# Exercise instructions
1: For the passage below on the court challenge to the Ghana–US military agreement, decide whether each statement agrees with it, answering yes or no and quoting the words that settle it. (a) Kotin withdrew his suit, so Genfi alone was left challenging the agreement. (b) The Supreme Court consolidated the two suits because both sought similar reliefs. (c) Genfi claimed the Minister of Defence laid a fully executed version of the agreement before Parliament.
2: Write the next part of the passage below on the court challenge to the Ghana–US military agreement, picking up right after its final sentence.

# Passage for review
──────

Members of the panel on that case were Justices Jones Dotse, Paul Baffoe-Bonnie, Yaw Appau, Gabriel Pwamang, Nene Amegatcher and Prof. Nii Ashie Kotey.

Defence agreement suit

The defence agreement allows US military and civilian personnel access to certain facilities in Ghana and provide them privileges, exemptions and immunities equivalent to those accorded to the administrative and technical staff of a diplomatic mission under the Vienna Convention on Diplomatic Relations of April 18, 1961.

Ghana is also expected to benefit from aid package in excess of $20 million from the USA in the areas of training and grant.

Right after its ratification, Genfi and Emmanuel Kotin, a security expert, filed two separate suits at the apex court, with a case that the agreement was unconstitutional.

Last year, the Supreme Court consolidated the two suits into one, since both were seeking similar reliefs.

Kotin, however, withdrew his suit, leaving Genfi as the only person challenging the agreement.

Genfi’s case

Genfi had argued that the defence agreement was unconstitutional because the President of Ghana failed to execute it, as prescribed by Article 75 of the 1992 Constitution, before sending it to Parliament for ratification.

Article 75 (1) of the 1992 Constitution states: “The President may execute or cause to be executed treaties, agreements or conventions in the name of Ghana.”

He, therefore, wanted a declaration from the Supreme Court that the Minister of Defence violated the 1992 Constitution when he laid an unexecuted draft of the agreement before Parliament for ratification.

Genfi was also seeking a declaration from the court that the agreement was not in the interest of Ghana because it excluded Ghanaian courts from adjudicating over its terms and conditions, while it also granted the USA unfettered access to Ghana’s borders and telecommunications infrastructure.

──────

# Data extract
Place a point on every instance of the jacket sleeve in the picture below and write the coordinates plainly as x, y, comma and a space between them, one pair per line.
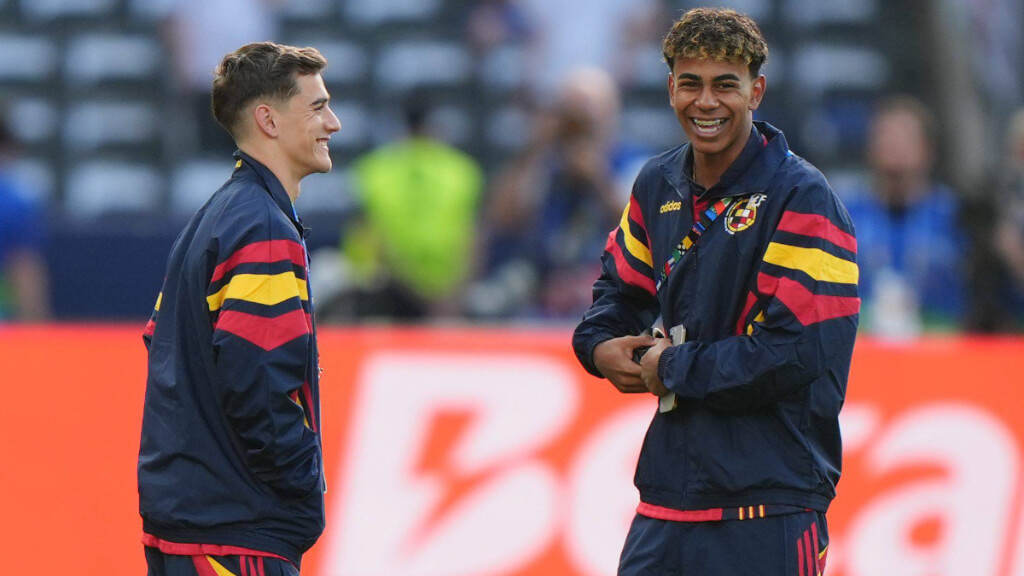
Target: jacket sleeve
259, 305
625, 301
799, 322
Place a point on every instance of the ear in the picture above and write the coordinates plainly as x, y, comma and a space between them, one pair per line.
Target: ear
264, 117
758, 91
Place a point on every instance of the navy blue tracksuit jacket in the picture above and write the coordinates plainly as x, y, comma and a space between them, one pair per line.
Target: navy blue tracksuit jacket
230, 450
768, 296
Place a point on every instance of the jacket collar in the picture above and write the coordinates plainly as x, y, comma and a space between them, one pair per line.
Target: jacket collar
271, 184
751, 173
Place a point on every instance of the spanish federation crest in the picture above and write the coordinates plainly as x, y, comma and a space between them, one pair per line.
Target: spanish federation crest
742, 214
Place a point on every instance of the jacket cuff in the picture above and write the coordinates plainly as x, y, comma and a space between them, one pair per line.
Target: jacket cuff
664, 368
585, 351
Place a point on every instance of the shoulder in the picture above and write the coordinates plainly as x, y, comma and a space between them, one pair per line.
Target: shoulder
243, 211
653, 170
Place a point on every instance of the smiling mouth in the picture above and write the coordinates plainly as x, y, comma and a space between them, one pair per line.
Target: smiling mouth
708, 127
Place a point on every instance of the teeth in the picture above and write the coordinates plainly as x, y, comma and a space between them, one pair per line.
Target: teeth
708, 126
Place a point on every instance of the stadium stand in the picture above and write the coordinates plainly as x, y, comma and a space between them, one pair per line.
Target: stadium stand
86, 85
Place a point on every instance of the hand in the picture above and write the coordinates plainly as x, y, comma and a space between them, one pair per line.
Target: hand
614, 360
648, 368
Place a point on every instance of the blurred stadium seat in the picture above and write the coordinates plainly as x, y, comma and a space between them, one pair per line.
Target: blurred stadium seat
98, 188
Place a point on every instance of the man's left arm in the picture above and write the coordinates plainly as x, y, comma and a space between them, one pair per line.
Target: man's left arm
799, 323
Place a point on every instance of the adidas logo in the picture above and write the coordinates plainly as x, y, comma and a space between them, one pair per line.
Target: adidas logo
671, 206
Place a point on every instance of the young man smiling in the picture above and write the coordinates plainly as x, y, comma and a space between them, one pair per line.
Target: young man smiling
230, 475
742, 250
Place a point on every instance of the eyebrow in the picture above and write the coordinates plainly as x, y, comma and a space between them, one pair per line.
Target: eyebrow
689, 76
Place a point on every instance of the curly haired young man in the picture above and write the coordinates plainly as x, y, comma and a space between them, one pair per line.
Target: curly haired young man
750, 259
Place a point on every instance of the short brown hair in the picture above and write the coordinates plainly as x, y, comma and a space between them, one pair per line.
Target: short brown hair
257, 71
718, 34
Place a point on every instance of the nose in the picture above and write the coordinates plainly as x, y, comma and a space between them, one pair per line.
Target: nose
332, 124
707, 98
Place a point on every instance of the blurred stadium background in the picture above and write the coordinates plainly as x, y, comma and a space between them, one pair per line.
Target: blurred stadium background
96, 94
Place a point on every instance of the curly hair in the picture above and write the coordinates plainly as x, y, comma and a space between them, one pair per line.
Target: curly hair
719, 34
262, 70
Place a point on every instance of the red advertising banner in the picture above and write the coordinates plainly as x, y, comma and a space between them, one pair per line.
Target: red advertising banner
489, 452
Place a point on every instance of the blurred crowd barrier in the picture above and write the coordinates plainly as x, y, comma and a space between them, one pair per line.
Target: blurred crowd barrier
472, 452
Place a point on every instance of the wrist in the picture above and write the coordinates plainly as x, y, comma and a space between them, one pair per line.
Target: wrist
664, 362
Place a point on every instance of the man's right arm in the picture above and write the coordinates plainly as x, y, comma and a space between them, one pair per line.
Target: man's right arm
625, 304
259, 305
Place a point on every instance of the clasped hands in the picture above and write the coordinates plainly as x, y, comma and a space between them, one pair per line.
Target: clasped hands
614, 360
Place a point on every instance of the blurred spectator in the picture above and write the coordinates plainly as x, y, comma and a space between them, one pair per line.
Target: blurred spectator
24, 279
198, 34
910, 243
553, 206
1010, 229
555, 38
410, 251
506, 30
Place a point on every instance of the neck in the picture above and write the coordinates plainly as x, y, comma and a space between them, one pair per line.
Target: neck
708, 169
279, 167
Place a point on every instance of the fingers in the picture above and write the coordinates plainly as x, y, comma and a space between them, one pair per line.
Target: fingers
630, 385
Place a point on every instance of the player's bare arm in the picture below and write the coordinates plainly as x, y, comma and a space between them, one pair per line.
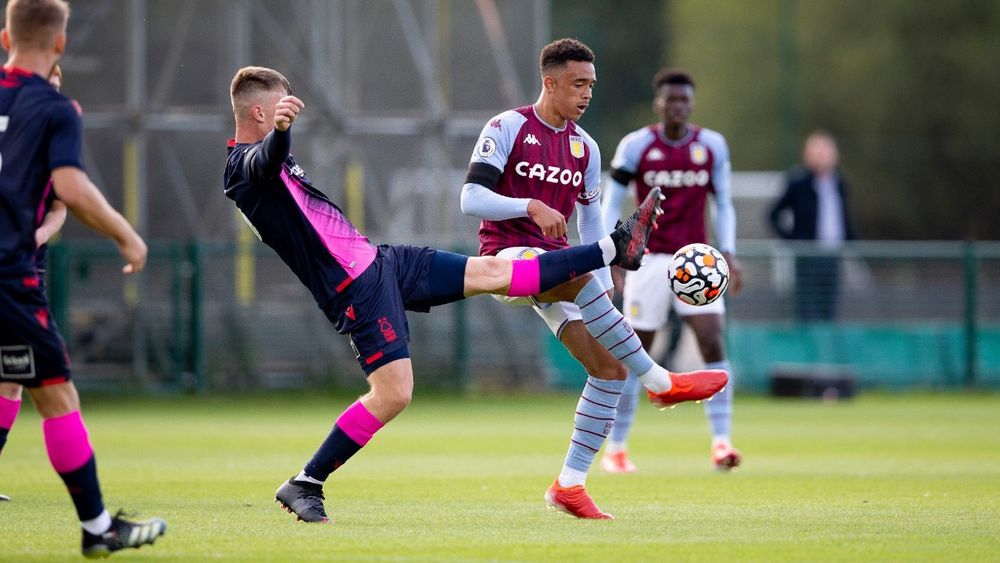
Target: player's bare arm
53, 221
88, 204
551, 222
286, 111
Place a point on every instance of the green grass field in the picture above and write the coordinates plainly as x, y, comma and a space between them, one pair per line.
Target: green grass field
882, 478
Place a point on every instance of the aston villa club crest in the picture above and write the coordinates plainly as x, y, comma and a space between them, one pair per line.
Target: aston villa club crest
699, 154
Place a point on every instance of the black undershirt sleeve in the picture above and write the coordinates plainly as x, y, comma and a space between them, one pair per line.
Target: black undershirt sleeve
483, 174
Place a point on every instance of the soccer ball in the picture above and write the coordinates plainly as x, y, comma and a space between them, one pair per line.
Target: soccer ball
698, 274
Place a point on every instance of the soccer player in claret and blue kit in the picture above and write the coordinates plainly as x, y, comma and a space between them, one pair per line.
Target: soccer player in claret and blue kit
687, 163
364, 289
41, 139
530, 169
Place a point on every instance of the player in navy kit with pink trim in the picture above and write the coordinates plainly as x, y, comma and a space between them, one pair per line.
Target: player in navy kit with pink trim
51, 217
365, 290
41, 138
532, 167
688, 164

──────

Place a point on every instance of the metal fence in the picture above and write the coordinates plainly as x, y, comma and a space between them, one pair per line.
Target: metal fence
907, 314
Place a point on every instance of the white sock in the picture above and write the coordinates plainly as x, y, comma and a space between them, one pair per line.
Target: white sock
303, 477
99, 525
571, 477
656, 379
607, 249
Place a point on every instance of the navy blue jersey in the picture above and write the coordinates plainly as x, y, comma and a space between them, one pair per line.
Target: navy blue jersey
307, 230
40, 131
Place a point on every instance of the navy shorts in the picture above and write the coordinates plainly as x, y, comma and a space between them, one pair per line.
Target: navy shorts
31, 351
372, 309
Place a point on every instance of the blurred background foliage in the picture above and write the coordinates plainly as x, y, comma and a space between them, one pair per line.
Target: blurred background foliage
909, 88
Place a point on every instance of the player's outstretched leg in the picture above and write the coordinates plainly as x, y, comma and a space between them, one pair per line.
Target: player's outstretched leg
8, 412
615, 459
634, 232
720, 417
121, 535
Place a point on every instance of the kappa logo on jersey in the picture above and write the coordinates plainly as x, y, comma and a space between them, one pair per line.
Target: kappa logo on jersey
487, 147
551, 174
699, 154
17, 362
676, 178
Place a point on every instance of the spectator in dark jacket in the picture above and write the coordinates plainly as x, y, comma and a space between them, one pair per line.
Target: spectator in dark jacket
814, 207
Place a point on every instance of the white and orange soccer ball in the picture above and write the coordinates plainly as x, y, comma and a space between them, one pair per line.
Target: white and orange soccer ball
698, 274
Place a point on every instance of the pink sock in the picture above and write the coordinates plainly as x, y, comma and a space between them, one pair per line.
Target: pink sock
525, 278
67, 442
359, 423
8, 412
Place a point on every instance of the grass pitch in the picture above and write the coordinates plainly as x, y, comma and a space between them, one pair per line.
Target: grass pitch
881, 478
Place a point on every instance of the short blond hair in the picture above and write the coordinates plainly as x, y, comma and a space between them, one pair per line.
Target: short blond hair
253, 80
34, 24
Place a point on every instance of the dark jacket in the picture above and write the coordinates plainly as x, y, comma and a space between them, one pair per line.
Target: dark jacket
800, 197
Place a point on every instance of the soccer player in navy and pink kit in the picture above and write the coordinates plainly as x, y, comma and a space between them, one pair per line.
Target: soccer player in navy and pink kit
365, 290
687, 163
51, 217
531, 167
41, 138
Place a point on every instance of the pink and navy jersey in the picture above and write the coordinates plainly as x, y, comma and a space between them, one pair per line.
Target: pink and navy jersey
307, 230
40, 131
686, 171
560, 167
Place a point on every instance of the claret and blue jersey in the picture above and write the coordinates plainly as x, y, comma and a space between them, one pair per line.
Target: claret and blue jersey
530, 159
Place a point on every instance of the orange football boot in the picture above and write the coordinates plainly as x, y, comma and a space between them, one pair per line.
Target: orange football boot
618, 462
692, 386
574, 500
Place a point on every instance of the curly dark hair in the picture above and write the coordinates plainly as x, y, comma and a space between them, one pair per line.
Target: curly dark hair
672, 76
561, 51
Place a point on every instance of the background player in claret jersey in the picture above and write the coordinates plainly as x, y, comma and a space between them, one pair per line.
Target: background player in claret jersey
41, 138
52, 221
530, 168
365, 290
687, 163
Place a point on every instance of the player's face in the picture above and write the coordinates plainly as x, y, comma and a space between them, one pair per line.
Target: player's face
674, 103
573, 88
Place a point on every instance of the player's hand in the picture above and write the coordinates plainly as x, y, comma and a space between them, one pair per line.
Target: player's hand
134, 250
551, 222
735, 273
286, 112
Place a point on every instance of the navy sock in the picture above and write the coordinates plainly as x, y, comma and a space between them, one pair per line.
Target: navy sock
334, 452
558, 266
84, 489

──────

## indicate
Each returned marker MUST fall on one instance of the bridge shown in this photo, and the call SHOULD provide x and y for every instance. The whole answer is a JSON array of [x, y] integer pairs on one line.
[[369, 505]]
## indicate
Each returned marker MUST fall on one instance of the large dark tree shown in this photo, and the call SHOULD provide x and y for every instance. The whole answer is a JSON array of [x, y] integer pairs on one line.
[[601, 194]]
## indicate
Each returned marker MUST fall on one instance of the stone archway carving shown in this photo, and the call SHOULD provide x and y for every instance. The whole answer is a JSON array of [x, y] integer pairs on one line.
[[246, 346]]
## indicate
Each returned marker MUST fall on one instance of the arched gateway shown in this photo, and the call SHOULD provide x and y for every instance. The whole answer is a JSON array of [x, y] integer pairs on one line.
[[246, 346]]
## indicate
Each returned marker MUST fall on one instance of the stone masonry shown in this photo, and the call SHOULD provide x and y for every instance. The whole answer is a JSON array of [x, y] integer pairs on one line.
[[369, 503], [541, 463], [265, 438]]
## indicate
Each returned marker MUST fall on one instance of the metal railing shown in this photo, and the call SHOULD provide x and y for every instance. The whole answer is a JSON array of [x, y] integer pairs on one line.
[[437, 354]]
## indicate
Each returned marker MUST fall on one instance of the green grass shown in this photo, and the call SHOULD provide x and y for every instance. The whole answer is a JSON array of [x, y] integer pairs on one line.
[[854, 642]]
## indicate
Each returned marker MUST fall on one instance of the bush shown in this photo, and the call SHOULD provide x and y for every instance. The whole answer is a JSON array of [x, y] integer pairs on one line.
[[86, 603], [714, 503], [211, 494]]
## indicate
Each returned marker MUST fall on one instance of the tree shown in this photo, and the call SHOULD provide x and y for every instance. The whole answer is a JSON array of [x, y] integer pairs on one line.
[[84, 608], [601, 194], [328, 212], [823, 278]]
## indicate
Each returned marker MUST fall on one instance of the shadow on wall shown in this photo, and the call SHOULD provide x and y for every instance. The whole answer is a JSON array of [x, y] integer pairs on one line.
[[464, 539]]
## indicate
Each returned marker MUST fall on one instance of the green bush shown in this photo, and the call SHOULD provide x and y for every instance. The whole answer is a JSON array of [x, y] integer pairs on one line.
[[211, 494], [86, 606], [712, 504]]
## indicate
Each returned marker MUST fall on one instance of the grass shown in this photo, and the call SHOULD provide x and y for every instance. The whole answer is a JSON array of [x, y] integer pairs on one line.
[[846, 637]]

──────

# Answers to the tasks
1:
(a) Yes: "Kotin, however, withdrew his suit, leaving Genfi as the only person challenging the agreement."
(b) Yes: "since both were seeking similar reliefs."
(c) No: "laid an unexecuted draft of the agreement before Parliament for ratification."

2:
Brouhaha over agreement

Before and after its ratification by Parliament, the defence pact was criticised by opposition political parties such as the NDC and the People’s National Convention (PNC).

On the day of its ratification, hundreds of demonstrators marched to Parliament to protest against the endorsement of the agreement.

Some top opposition party officials stormed Parliament, wearing red armbands, to express their displeasure with the pact.

Despite assurances from the government that the pact would deepen defence cooperation between Ghana and the US and further enhance the security of the country, critics said it meant that Ghana had sold its sovereignty to the US.

Eurobond suit

In March 2017, the government, through the Ministry of Finance and the Bank of Ghana, issued five-year, seven-year, 10-year and 15-year bonds worth $2.25 billion.

According to the government, the proceeds of the bonds were to be used to re-profile the country’s domestic debt stock as part of its debt management strategy.

The issuance of the bonds was heavily criticised by the NDC.

In January 2018, DYMOG dragged the Finance Minister, the Attorney-General and the Commission on Human Rights and Administrative Justice [CHRAJ] to the Supreme Court over the $2.25 billion bond issuance.

The group accused Mr Ofori-Atta of conflict of interest during the issuance of the bonds.

The plaintiff contended that the minister, in issuing the bond to Franklin Templeton, had put himself in a conflict of interest situation because one of the directors of the US-based investment group, Trevor Trefgarne, was also a director of a company owned by the minister.

DYMOG, therefore, argued that upon a true and proper interpretation of Article 284 of the 1992 Constitution, the Finance Minister had breached the constitutional provision against conflict of interest.

It, therefore, wanted a declaration from the Supreme Court to that effect.

Article 284 of the 1992 Constitution states: “A public officer shall not put himself in a position where his personal interest conflicts or is likely to conflict with the performance of the functions of his office.”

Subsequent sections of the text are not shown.